**Dataset excerpts:**
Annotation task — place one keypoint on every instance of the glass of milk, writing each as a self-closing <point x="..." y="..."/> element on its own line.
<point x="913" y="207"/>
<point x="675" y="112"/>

...

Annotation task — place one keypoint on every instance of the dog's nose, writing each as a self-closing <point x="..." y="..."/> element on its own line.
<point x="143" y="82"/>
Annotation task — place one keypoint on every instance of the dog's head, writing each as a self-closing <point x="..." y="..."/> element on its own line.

---

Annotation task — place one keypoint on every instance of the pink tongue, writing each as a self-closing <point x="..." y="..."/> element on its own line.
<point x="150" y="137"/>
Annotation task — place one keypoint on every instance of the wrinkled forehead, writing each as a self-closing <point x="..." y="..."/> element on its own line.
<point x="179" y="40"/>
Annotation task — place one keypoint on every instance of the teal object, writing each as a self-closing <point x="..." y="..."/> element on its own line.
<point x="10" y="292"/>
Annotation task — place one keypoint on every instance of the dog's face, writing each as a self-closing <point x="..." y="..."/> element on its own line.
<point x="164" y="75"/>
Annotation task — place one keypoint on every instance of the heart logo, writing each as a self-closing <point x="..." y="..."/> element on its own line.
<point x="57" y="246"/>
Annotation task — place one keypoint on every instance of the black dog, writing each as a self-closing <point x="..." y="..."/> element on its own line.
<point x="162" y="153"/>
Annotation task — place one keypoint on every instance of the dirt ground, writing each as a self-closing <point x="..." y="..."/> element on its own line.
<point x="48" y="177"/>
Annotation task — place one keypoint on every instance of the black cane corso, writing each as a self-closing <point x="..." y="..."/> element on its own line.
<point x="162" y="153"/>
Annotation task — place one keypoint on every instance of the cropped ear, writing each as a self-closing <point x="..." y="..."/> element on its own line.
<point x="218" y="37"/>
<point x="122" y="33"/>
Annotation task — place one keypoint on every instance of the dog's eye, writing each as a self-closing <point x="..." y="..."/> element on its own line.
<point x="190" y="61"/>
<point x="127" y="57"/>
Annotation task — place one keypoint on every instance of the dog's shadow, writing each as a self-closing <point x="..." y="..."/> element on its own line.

**What you should do:**
Only the lines from the one containing "the black cane" through the one containing "dog's shadow, writing" are to be retyped, both boundary lines included, with no other material.

**Response:**
Annotation task — place one keypoint on every instance of the black cane corso, writing each as a self-closing <point x="..." y="..."/> element on its own line.
<point x="162" y="153"/>
Annotation task — place one keypoint on every instance of the cropped ear, writing each as a self-closing <point x="..." y="..."/> element on its own line.
<point x="218" y="37"/>
<point x="122" y="33"/>
Annotation task — place one keypoint on every instance of the dog's eye, writing each as a self-closing <point x="..." y="..."/> element on its own line.
<point x="190" y="61"/>
<point x="127" y="57"/>
Annotation task — place one keypoint on every instance of the dog's shadow, writing each as a self-closing <point x="..." y="..."/> element on its own line.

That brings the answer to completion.